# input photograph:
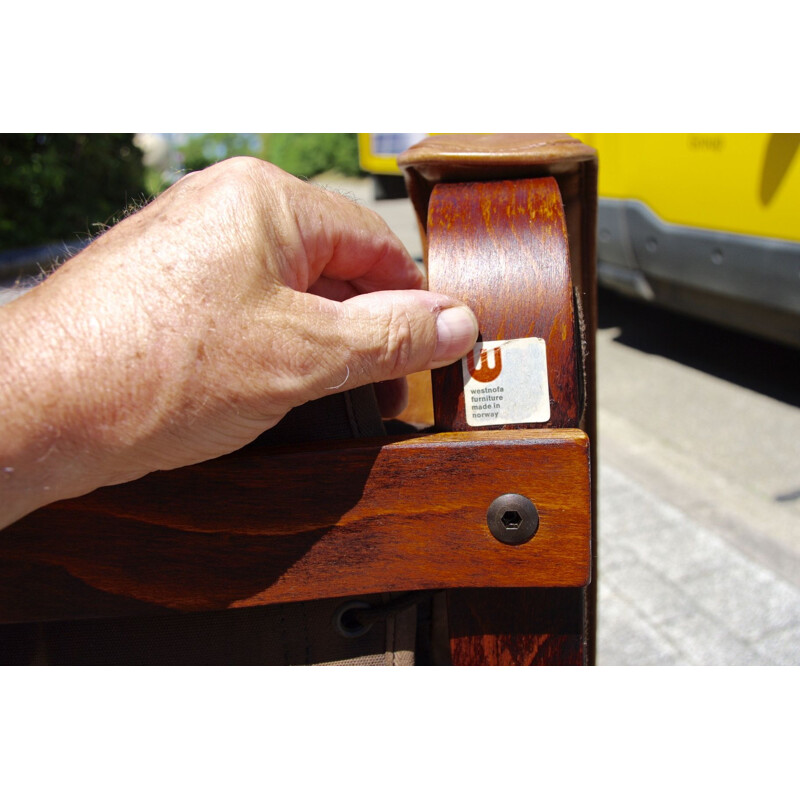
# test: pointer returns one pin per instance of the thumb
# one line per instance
(381, 336)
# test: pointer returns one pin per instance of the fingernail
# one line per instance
(456, 334)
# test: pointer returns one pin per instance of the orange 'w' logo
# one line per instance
(485, 373)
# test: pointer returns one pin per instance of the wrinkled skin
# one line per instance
(197, 323)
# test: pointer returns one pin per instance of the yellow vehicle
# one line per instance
(703, 223)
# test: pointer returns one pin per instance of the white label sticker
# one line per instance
(505, 383)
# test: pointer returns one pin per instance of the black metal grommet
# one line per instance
(512, 519)
(346, 622)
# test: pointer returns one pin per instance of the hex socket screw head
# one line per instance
(512, 519)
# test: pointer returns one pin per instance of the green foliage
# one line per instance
(301, 154)
(65, 185)
(203, 149)
(309, 154)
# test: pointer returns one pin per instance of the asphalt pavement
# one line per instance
(699, 486)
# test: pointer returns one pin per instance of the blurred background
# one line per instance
(698, 351)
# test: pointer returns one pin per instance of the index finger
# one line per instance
(345, 241)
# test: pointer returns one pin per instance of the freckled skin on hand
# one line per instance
(185, 331)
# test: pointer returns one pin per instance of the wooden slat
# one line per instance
(269, 525)
(503, 248)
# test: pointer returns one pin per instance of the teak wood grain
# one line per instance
(279, 524)
(503, 248)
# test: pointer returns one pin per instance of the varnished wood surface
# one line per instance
(501, 247)
(282, 524)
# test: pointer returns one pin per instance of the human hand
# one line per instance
(194, 325)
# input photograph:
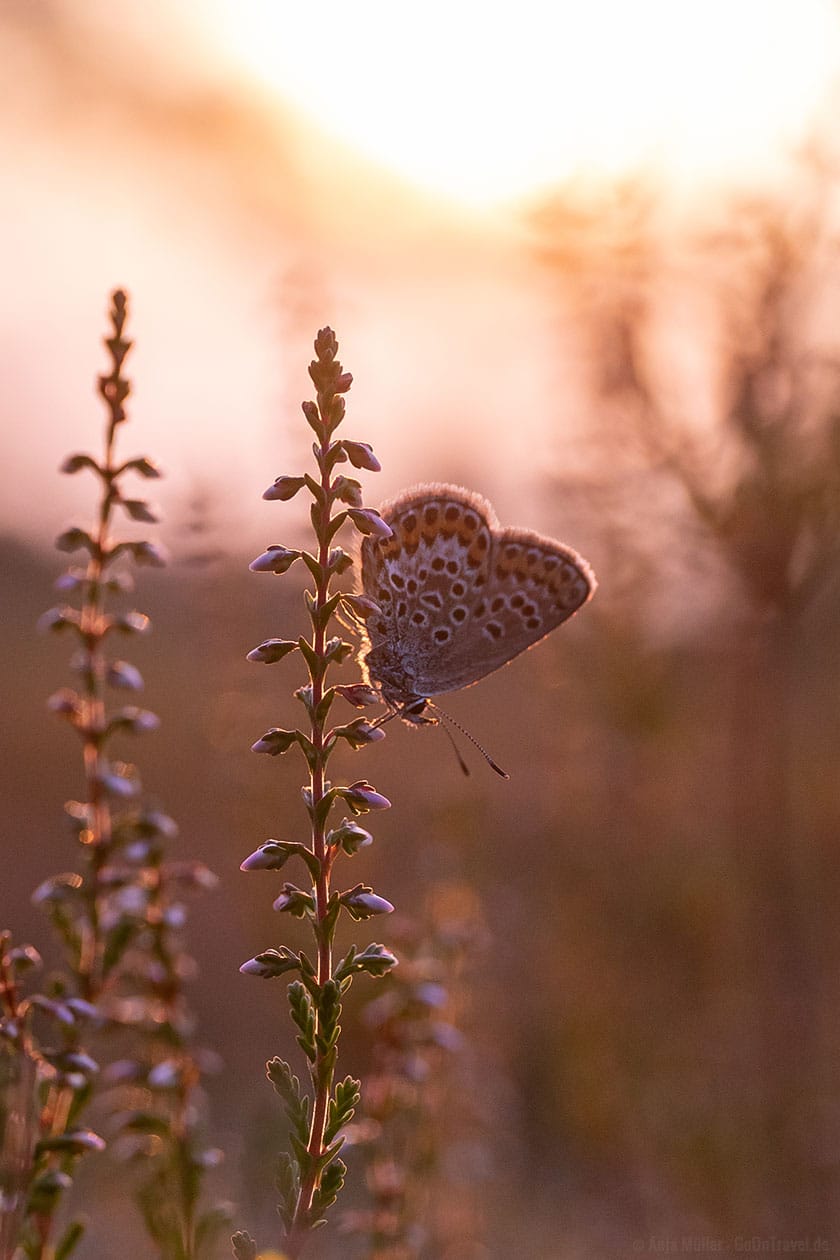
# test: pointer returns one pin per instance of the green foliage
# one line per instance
(310, 1177)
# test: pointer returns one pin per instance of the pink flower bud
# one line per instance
(362, 605)
(285, 488)
(360, 455)
(358, 694)
(362, 796)
(369, 522)
(273, 560)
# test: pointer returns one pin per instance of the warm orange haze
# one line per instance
(582, 260)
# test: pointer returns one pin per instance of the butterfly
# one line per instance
(457, 596)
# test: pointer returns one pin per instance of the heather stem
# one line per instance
(323, 1079)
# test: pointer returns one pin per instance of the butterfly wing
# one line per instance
(459, 596)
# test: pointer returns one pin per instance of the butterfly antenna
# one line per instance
(455, 749)
(471, 738)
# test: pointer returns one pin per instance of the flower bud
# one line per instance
(271, 963)
(124, 675)
(359, 732)
(350, 837)
(348, 490)
(295, 901)
(362, 796)
(273, 560)
(362, 605)
(363, 902)
(275, 741)
(285, 488)
(271, 650)
(360, 455)
(369, 522)
(358, 694)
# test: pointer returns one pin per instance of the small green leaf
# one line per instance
(72, 1235)
(243, 1246)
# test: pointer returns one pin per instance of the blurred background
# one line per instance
(586, 263)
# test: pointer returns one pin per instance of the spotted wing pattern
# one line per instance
(460, 596)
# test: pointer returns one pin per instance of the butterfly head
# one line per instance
(385, 672)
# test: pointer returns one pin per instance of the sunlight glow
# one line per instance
(485, 103)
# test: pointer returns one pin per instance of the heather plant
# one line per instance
(311, 1173)
(119, 915)
(413, 1108)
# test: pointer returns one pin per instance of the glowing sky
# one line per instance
(485, 102)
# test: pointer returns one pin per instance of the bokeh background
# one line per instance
(586, 262)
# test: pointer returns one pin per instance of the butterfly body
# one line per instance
(457, 596)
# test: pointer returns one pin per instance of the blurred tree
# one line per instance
(715, 369)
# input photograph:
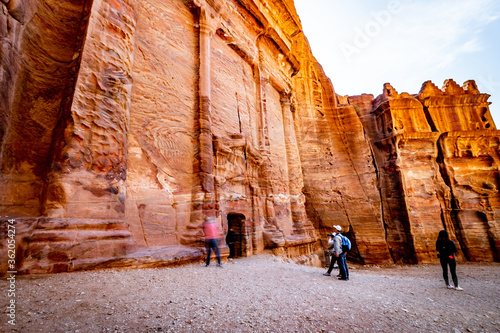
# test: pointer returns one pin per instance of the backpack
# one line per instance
(346, 243)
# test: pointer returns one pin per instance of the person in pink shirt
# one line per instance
(212, 234)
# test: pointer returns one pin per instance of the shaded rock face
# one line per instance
(125, 123)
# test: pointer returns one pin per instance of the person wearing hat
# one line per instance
(338, 255)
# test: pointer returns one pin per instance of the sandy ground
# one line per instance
(258, 294)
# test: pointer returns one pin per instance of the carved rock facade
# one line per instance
(124, 123)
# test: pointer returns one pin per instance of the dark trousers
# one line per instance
(453, 270)
(333, 260)
(212, 244)
(344, 270)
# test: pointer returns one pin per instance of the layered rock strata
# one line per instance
(436, 155)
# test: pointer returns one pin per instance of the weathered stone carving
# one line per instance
(124, 123)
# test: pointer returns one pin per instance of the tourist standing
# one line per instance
(339, 255)
(333, 259)
(212, 234)
(447, 250)
(342, 256)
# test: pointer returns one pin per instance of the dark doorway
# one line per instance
(235, 238)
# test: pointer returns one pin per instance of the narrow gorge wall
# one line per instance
(125, 123)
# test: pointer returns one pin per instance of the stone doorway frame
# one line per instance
(237, 221)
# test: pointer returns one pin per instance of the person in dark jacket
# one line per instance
(447, 250)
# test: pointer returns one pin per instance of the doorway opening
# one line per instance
(235, 238)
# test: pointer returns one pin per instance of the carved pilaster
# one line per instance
(301, 223)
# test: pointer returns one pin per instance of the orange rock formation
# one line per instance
(123, 123)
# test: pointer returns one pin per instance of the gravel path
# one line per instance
(262, 293)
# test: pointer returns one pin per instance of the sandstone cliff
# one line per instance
(124, 123)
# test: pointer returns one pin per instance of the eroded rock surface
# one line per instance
(125, 123)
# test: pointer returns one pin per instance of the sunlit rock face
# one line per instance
(125, 123)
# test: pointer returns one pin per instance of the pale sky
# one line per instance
(363, 44)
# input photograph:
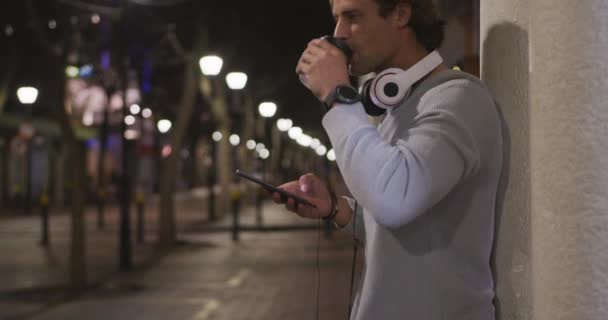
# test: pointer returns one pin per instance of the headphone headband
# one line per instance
(389, 88)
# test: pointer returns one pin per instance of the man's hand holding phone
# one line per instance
(311, 188)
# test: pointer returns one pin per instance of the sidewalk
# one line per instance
(267, 275)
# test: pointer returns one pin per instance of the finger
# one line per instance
(276, 197)
(291, 205)
(306, 182)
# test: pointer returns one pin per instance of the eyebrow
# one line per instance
(347, 12)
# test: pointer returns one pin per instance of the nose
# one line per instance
(342, 30)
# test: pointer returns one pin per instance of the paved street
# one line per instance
(266, 275)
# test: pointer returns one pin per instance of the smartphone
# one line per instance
(284, 194)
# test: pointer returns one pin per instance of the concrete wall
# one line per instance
(504, 67)
(547, 63)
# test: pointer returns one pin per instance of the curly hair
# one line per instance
(425, 20)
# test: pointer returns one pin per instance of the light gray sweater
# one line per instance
(426, 179)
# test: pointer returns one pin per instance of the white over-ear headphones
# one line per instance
(388, 89)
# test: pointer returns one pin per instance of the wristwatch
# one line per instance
(343, 94)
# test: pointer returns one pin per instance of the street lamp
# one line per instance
(284, 124)
(164, 125)
(211, 65)
(27, 95)
(295, 132)
(236, 80)
(267, 109)
(235, 140)
(331, 155)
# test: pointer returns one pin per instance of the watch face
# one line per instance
(348, 93)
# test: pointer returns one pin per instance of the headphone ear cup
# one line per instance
(368, 104)
(386, 90)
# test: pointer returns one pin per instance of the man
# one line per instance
(424, 181)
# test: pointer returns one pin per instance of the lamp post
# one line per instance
(236, 81)
(283, 125)
(210, 67)
(27, 96)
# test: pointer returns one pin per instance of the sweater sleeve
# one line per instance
(400, 181)
(356, 225)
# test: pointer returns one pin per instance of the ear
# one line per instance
(403, 13)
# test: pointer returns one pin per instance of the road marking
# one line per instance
(238, 279)
(207, 309)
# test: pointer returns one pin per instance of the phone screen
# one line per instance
(284, 194)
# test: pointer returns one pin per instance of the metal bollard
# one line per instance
(101, 201)
(259, 220)
(139, 202)
(235, 195)
(44, 206)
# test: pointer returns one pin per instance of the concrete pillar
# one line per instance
(549, 72)
(569, 158)
(504, 68)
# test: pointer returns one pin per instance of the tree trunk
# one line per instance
(167, 222)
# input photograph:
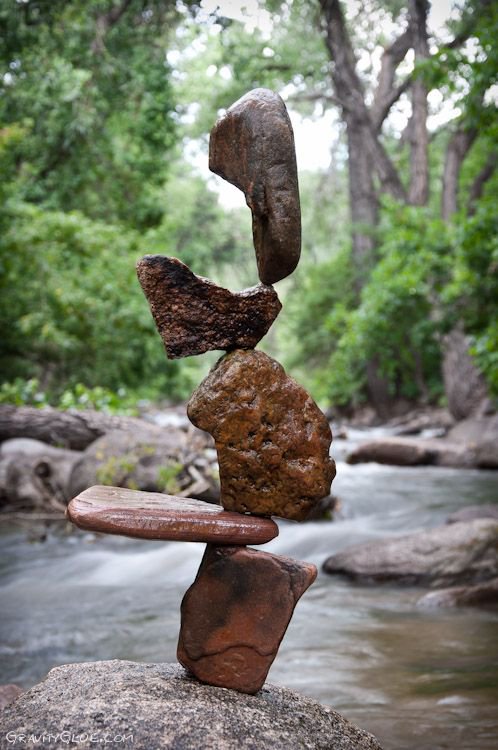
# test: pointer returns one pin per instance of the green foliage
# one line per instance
(168, 476)
(91, 92)
(81, 316)
(429, 276)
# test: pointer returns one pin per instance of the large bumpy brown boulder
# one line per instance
(194, 315)
(252, 146)
(272, 440)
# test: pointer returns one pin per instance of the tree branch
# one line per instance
(457, 150)
(418, 192)
(484, 175)
(386, 93)
(349, 90)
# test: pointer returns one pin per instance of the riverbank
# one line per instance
(418, 679)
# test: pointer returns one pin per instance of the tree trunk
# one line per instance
(457, 150)
(363, 204)
(69, 429)
(464, 385)
(418, 193)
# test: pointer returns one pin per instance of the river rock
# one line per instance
(35, 475)
(400, 451)
(151, 515)
(480, 437)
(8, 694)
(171, 461)
(161, 708)
(194, 315)
(272, 440)
(481, 595)
(471, 512)
(236, 612)
(455, 554)
(252, 146)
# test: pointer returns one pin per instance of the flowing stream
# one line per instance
(418, 679)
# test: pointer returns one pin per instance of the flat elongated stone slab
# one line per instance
(236, 612)
(152, 515)
(194, 315)
(252, 146)
(272, 440)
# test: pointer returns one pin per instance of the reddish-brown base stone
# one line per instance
(236, 612)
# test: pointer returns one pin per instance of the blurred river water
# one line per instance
(418, 679)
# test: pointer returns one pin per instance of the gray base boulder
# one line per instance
(455, 554)
(155, 706)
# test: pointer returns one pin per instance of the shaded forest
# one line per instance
(103, 104)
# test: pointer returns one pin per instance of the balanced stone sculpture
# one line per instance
(272, 440)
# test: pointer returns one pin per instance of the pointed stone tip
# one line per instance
(252, 146)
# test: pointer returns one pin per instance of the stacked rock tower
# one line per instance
(272, 440)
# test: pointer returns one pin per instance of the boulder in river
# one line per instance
(401, 451)
(472, 512)
(172, 462)
(155, 706)
(481, 595)
(455, 554)
(480, 435)
(34, 475)
(472, 443)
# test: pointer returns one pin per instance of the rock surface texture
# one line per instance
(162, 708)
(272, 440)
(459, 553)
(236, 612)
(481, 595)
(152, 515)
(194, 315)
(252, 146)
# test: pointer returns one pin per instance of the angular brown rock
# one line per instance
(252, 146)
(236, 612)
(272, 440)
(194, 315)
(152, 515)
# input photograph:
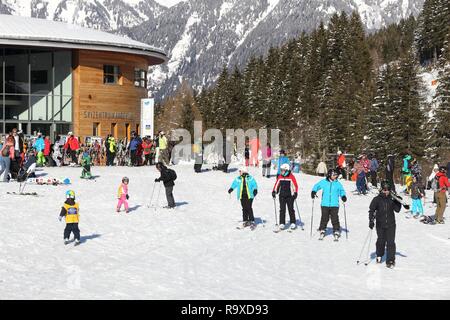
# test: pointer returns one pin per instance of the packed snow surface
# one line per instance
(195, 251)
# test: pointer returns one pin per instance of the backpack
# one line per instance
(172, 174)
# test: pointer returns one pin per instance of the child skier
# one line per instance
(246, 191)
(86, 165)
(122, 194)
(332, 190)
(168, 177)
(417, 193)
(285, 183)
(71, 211)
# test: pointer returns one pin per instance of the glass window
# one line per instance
(111, 74)
(41, 72)
(63, 73)
(16, 107)
(16, 71)
(41, 107)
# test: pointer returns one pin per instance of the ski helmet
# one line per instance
(332, 172)
(385, 185)
(70, 194)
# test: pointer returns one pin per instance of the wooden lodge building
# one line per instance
(56, 77)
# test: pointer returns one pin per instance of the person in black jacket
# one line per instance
(168, 177)
(389, 173)
(383, 208)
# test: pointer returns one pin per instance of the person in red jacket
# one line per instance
(441, 198)
(71, 146)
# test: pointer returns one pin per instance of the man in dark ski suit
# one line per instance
(383, 208)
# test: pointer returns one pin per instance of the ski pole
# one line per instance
(312, 217)
(299, 218)
(345, 219)
(364, 246)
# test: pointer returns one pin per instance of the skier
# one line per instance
(417, 193)
(443, 185)
(86, 165)
(247, 189)
(168, 176)
(332, 190)
(122, 195)
(389, 171)
(284, 185)
(282, 159)
(71, 211)
(382, 209)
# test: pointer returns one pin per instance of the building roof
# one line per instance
(16, 30)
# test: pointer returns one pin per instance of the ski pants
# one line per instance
(373, 176)
(327, 213)
(386, 240)
(417, 206)
(72, 227)
(169, 196)
(361, 183)
(247, 210)
(289, 202)
(441, 203)
(266, 168)
(5, 163)
(122, 200)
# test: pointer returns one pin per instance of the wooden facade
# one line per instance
(106, 108)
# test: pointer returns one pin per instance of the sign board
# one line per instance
(147, 117)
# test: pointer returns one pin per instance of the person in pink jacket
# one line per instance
(122, 194)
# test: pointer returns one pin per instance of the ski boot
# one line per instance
(336, 235)
(322, 235)
(390, 264)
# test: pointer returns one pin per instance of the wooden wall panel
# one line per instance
(92, 95)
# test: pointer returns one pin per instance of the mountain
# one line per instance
(201, 36)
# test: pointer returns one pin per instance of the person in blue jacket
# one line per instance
(282, 160)
(247, 189)
(332, 190)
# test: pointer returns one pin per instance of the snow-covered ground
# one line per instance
(195, 251)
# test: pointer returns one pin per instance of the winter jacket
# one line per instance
(46, 147)
(382, 209)
(123, 190)
(71, 211)
(331, 192)
(406, 169)
(72, 144)
(134, 144)
(282, 160)
(321, 168)
(374, 165)
(39, 145)
(166, 177)
(250, 186)
(341, 161)
(285, 184)
(443, 183)
(417, 190)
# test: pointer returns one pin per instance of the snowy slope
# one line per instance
(195, 252)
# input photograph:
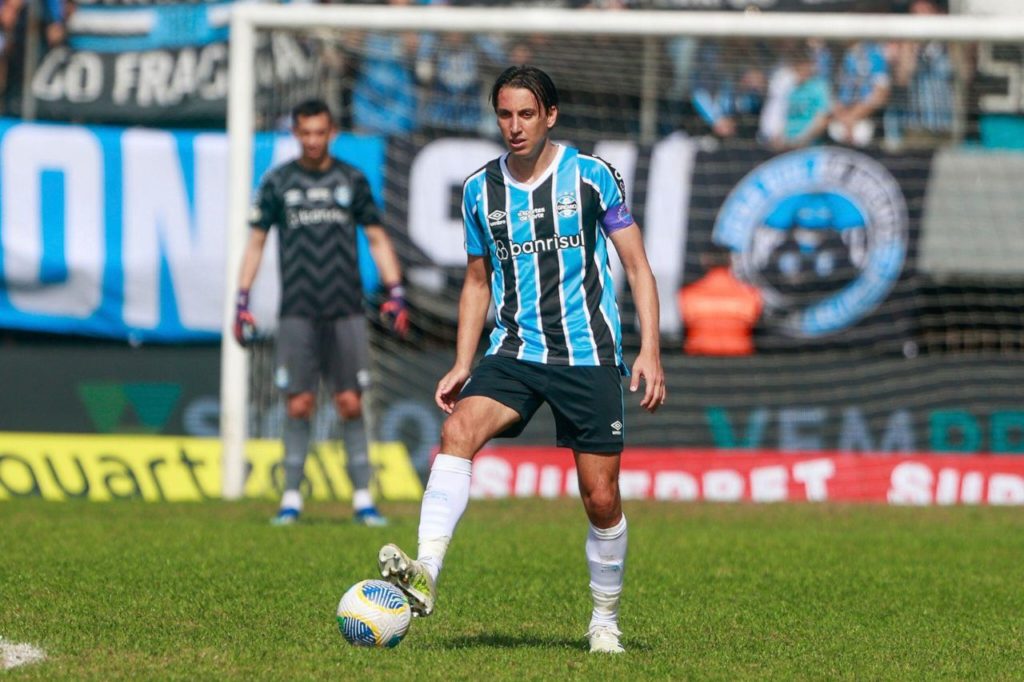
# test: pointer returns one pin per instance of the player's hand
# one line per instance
(394, 310)
(449, 388)
(648, 368)
(245, 324)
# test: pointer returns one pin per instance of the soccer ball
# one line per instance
(374, 613)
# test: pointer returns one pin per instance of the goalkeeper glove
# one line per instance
(245, 324)
(395, 311)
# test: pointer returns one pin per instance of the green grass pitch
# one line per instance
(731, 592)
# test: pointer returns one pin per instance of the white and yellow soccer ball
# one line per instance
(374, 613)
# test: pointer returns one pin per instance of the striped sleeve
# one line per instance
(608, 181)
(471, 219)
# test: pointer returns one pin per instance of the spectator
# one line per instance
(728, 89)
(863, 91)
(796, 113)
(384, 98)
(922, 113)
(718, 310)
(451, 68)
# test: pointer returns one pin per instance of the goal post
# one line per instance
(248, 20)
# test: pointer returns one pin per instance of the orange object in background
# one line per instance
(719, 312)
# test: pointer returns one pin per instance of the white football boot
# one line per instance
(604, 639)
(409, 576)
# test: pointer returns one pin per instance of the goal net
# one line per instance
(858, 174)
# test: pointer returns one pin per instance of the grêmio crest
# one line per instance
(822, 232)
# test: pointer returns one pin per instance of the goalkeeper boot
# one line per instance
(286, 516)
(371, 517)
(409, 576)
(604, 639)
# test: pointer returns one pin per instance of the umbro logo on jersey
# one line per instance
(566, 206)
(536, 214)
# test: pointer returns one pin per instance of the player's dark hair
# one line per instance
(310, 108)
(528, 78)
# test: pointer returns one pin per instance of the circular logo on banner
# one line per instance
(822, 232)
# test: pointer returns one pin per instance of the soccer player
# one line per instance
(317, 203)
(538, 222)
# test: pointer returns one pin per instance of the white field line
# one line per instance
(13, 654)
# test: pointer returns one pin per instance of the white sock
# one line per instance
(291, 500)
(361, 499)
(606, 559)
(443, 503)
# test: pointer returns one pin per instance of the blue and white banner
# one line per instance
(121, 232)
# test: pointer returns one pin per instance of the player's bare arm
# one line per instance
(629, 245)
(383, 252)
(473, 305)
(251, 258)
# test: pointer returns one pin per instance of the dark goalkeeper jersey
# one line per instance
(316, 215)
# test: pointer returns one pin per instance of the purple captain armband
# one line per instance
(615, 218)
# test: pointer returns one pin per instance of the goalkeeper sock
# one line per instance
(606, 559)
(443, 503)
(353, 435)
(296, 445)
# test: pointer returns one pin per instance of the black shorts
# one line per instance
(587, 401)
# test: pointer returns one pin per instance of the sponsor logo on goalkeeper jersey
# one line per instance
(316, 216)
(822, 232)
(343, 196)
(504, 250)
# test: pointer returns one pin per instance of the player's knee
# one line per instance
(458, 434)
(603, 504)
(348, 405)
(301, 406)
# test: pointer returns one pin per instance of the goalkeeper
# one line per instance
(316, 202)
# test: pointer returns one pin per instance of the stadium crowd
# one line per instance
(782, 94)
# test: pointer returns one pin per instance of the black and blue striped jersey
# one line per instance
(547, 242)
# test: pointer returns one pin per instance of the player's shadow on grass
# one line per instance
(512, 641)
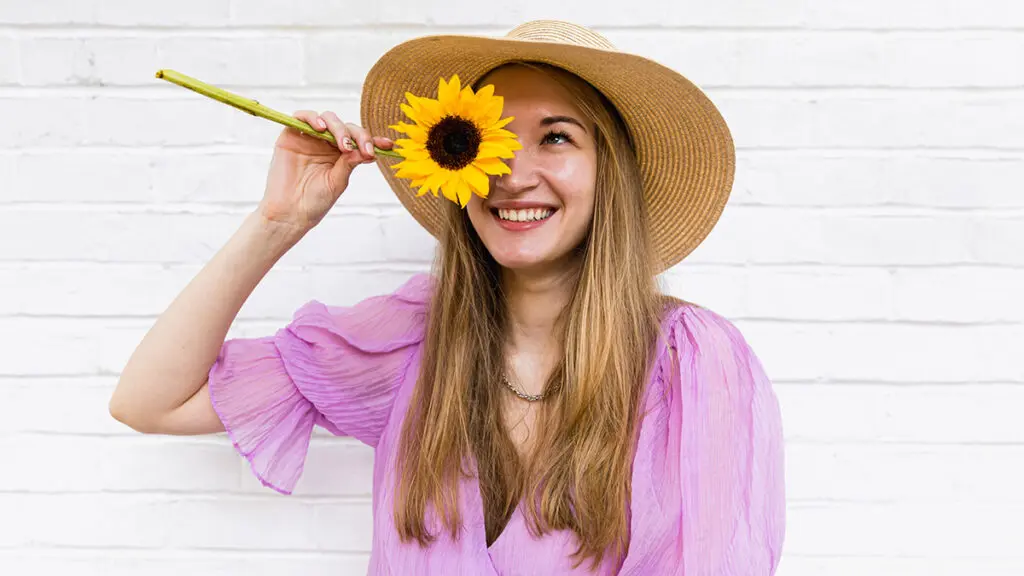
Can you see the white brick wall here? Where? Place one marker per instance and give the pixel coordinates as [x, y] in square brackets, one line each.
[872, 253]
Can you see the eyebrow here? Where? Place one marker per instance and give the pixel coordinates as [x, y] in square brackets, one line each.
[556, 119]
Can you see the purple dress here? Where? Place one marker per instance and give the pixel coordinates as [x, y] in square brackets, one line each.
[708, 494]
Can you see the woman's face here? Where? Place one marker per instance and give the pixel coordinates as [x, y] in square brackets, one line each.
[534, 217]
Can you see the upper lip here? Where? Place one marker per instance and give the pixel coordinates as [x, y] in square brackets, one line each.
[518, 205]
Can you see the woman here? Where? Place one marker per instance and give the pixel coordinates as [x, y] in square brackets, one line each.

_ _ _ _

*WORK TASK*
Search the listing above for the lines with "the ski pole" and "# test: pointer returns one pin per instance of the skier", then output those lines and all lines between them exactly.

*ANSWER TO THIS TASK*
# test: pointer returns one pin per instance of the ski pole
# one line per instance
(312, 217)
(299, 218)
(345, 219)
(364, 246)
# test: pointer returns one pin per instance of the skier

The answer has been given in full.